§ **EXERCISE AIM**: Present the data below as a numbered list, leaving out any blank lines.

§ **EXCERPTED DATA**:

........

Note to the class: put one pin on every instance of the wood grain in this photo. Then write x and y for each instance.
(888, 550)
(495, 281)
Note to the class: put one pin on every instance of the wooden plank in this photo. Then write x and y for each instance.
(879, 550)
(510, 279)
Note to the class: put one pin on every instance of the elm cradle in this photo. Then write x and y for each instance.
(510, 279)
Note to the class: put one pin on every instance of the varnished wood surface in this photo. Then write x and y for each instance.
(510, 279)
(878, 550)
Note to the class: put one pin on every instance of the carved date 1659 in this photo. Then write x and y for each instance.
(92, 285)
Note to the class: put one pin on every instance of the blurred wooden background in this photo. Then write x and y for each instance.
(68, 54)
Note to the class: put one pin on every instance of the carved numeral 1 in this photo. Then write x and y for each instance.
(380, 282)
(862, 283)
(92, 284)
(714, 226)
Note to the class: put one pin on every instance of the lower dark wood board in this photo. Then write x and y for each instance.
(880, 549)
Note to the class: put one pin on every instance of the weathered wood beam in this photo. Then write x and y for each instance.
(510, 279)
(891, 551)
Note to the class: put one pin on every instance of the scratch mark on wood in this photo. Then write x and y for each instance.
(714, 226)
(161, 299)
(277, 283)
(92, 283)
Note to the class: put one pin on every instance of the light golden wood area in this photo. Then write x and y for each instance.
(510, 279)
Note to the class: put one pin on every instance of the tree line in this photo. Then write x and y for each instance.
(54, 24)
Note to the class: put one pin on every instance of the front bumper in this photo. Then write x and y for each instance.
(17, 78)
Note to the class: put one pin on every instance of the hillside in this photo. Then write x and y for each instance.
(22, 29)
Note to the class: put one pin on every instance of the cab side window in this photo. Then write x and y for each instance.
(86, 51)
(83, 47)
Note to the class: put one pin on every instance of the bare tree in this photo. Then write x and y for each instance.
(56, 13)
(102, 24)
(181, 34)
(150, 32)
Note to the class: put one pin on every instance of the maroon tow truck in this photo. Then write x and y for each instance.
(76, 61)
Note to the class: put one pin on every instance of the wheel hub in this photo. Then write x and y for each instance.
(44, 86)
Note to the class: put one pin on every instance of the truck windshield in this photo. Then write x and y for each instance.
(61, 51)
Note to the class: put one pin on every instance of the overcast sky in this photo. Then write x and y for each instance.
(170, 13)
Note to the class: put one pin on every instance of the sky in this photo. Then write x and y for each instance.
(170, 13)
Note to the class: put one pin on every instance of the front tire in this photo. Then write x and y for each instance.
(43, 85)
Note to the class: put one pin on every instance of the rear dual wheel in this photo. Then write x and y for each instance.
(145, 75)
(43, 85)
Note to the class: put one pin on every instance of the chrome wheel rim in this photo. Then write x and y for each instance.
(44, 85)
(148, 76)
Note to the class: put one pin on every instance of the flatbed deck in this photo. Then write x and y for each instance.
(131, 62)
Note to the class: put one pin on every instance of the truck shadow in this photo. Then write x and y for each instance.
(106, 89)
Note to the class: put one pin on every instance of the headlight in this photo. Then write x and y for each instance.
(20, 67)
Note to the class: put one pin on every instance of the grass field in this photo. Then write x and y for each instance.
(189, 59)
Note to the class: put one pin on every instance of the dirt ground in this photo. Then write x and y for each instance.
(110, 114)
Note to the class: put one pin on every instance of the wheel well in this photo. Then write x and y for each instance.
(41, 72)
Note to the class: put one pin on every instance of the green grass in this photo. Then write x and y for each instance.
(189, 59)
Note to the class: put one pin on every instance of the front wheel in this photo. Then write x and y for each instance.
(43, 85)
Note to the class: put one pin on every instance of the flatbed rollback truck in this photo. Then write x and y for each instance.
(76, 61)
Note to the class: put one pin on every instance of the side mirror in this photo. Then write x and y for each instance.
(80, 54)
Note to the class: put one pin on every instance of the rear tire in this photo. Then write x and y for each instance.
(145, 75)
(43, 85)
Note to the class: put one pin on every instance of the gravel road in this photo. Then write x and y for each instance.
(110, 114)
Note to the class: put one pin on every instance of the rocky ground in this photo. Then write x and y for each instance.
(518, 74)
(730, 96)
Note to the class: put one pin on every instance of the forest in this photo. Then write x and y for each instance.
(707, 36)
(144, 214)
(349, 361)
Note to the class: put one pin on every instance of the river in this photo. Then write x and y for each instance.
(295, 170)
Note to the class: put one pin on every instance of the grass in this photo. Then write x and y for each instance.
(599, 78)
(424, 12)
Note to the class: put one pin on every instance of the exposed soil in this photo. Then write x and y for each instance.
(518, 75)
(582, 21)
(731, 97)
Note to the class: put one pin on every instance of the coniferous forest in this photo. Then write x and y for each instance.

........

§ **TASK RESPONSE**:
1. Note to the class: put one pin on every instance of the wood grain in this photo. Then write x and y for each instance.
2. (888, 550)
3. (495, 281)
4. Note to the class: put one pin on every instance of the wooden plank in this photo. Then write x and y for each instance.
5. (879, 550)
6. (510, 279)
7. Note to the class: put one pin on every instance of the elm cradle in this photo. Then write x and y for each instance.
8. (510, 279)
9. Note to the class: put one pin on every instance of the varnished wood surface in this photo. Then write x and y for each instance.
10. (510, 279)
11. (878, 550)
12. Note to the class: put one pin on every instance of the carved date 1659 in this photo. Then write x and y for each instance.
13. (92, 285)
14. Note to the class: put one pin on every instance of the blurred wooden background in this photo. Then write x and y for each instance.
15. (68, 54)
16. Note to the class: put one pin on every instance of the carved numeral 1 in this photo. Then write x and y for each instance.
17. (380, 282)
18. (862, 283)
19. (92, 284)
20. (714, 226)
21. Note to the class: put one pin on every instance of the lower dark wood board in this photo. Then write x and y for each instance.
22. (880, 549)
23. Note to the class: put one pin on every instance of the weathered wood beam in this photo. Then write x and y for each instance.
24. (510, 279)
25. (891, 551)
26. Note to the class: put one pin on every instance of the scratch mark on wood in this photo. Then write x and y for each instance.
27. (714, 226)
28. (161, 299)
29. (277, 283)
30. (92, 283)
31. Note to the class: put one pin on every instance of the light golden wood area in this photo. Then write x and y for each instance.
32. (510, 279)
33. Note to the class: put one pin on every instance of the tree line in this photo. Then write x and y for each instance.
34. (54, 24)
35. Note to the class: put one pin on every instance of the front bumper in this photo. Then write x and y for each instance.
36. (17, 78)
37. Note to the class: put one pin on every instance of the hillside in this photo. Then write x and y for each instance.
38. (22, 29)
39. Note to the class: put one pin on every instance of the cab side window in this photo. Then write x and y for each instance.
40. (86, 51)
41. (83, 47)
42. Note to the class: put one pin on every instance of the bare tree in this photo. Then write x and y for each instance.
43. (56, 13)
44. (102, 24)
45. (181, 34)
46. (150, 32)
47. Note to the class: put one pin on every instance of the maroon tow truck in this photo. Then write x and y for each instance.
48. (76, 61)
49. Note to the class: put one pin on every instance of the wheel hub in this photo. Then write x and y for each instance.
50. (44, 86)
51. Note to the class: put one pin on every instance of the truck windshield in this photo. Then write x and y for each instance.
52. (61, 51)
53. Note to the class: put one pin on every instance of the overcast sky in this photo. Then write x and y for each instance.
54. (170, 13)
55. Note to the class: put one pin on every instance of the sky in this photo. Then write x and y for each instance.
56. (170, 13)
57. Note to the class: put one pin on every instance of the front tire in this photo. Then write x and y for each instance.
58. (43, 85)
59. Note to the class: put one pin on every instance of the rear dual wheel in this photo. Then write x and y for each instance.
60. (145, 75)
61. (43, 85)
62. Note to the class: put one pin on every instance of the chrome wheel rim in this photo. Then write x and y for each instance.
63. (44, 85)
64. (148, 76)
65. Note to the class: put one pin on every instance of the flatbed deck in this photo. Then write x and y for each instance.
66. (131, 62)
67. Note to the class: put one pin on every instance of the truck shadow in this photo. Then write x and y for each instance.
68. (106, 89)
69. Note to the class: put one pin on every instance of the headlight in this photo. Then write x and y for each instance.
70. (20, 67)
71. Note to the class: put one pin on every instance of the grass field in this photo. Then write x and y for each instance.
72. (189, 59)
73. Note to the class: put one pin on every instance of the dirt ground in this photo. Then write x and y for each instance.
74. (110, 114)
75. Note to the class: put one pin on every instance of the wheel well in this photo. Then write x and y for each instance.
76. (41, 72)
77. Note to the class: put one pin on every instance of the green grass in this photo. Then write x and y for each instance.
78. (189, 59)
79. Note to the class: put one pin on every instance of the front wheel in this photo. Then write x and y for each instance.
80. (43, 85)
81. Note to the class: put one pin on every instance of the flatbed rollback truck in this photo. Then write x and y for each instance.
82. (76, 61)
83. Note to the class: put one pin on every instance of the side mirror in this photo. Then write x and y for each instance.
84. (80, 54)
85. Note to the class: put one pin on every instance of the rear tire in this photo. Then write x and y for each instance.
86. (145, 75)
87. (43, 85)
88. Note to the class: put one pin on every instance of the gravel road in this photo. Then write x and y for each instance.
89. (110, 114)
90. Note to the class: put one pin on every instance of the rocky ground in this photo. Then write x and y for each instance.
91. (518, 74)
92. (730, 96)
93. Note to the class: put one pin on every instance of the forest in this photo. Then write x and y for each instance.
94. (707, 36)
95. (144, 214)
96. (349, 361)
97. Note to the class: put one pin on every instance of the river in this photo. Then write x and y for each instance.
98. (295, 170)
99. Note to the class: put one pin on every instance of the grass in this photo. Then write x and y for each instance.
100. (599, 78)
101. (424, 12)
102. Note to the class: put one pin on every instance of the exposed soil in this photo. Then write x and y for each instance.
103. (518, 75)
104. (582, 21)
105. (731, 97)
106. Note to the class: put one pin on every instance of the coniferous forest in this photo. Then write x and y for each instance.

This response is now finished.